[Collection entries]
○ ○ ○ ○

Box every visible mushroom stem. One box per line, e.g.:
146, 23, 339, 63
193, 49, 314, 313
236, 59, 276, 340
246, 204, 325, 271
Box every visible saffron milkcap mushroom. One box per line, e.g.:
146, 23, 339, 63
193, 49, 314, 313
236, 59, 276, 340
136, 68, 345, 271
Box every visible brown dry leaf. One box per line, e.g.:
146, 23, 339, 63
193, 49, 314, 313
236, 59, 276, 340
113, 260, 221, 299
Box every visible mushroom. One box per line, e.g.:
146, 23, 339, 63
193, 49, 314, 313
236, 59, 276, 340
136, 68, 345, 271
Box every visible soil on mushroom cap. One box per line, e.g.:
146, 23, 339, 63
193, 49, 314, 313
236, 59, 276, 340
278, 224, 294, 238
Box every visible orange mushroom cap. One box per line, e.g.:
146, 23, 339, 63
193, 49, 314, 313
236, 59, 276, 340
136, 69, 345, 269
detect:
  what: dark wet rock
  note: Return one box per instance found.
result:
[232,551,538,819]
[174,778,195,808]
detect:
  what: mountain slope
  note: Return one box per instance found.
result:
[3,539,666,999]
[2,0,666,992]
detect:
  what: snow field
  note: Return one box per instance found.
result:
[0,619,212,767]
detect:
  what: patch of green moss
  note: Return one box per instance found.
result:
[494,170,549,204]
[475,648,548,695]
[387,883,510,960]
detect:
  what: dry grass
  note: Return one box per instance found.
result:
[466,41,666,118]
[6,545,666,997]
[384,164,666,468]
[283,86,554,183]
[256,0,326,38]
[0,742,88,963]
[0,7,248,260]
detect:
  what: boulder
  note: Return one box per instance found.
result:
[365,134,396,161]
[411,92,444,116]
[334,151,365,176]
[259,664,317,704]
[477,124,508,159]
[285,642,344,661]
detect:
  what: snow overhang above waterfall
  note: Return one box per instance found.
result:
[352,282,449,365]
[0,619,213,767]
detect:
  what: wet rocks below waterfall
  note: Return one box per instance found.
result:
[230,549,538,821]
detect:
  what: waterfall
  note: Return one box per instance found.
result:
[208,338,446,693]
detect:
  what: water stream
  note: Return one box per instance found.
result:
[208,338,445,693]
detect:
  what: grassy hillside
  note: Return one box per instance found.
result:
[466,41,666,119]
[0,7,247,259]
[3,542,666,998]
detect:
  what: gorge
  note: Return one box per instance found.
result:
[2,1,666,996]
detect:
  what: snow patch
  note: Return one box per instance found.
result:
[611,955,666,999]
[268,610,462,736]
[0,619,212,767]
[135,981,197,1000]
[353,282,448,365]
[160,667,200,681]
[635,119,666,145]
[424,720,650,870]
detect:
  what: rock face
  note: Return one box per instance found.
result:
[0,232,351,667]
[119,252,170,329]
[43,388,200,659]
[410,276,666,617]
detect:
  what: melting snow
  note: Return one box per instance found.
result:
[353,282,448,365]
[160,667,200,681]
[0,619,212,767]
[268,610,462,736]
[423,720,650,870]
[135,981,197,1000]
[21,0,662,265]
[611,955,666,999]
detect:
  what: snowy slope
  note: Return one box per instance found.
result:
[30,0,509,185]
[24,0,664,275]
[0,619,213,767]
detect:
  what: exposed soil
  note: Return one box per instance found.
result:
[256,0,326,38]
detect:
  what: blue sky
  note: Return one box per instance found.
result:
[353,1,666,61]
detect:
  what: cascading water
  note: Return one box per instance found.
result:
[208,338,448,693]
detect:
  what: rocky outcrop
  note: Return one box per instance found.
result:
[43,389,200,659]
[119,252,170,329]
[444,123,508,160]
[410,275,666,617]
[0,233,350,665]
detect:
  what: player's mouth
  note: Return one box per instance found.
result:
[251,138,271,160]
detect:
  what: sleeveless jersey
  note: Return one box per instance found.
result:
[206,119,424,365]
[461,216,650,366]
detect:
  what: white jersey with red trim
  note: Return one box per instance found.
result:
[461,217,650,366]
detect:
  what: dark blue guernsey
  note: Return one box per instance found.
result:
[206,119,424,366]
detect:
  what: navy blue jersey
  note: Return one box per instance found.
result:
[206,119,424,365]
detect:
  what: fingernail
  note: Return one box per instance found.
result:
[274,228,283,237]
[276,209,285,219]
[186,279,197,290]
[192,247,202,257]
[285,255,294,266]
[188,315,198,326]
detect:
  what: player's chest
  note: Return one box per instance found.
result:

○ ○ ○ ○

**Exercise**. The answer must be a single number: the count of lines in the entries above that contain "jersey".

**Answer to the problem**. 3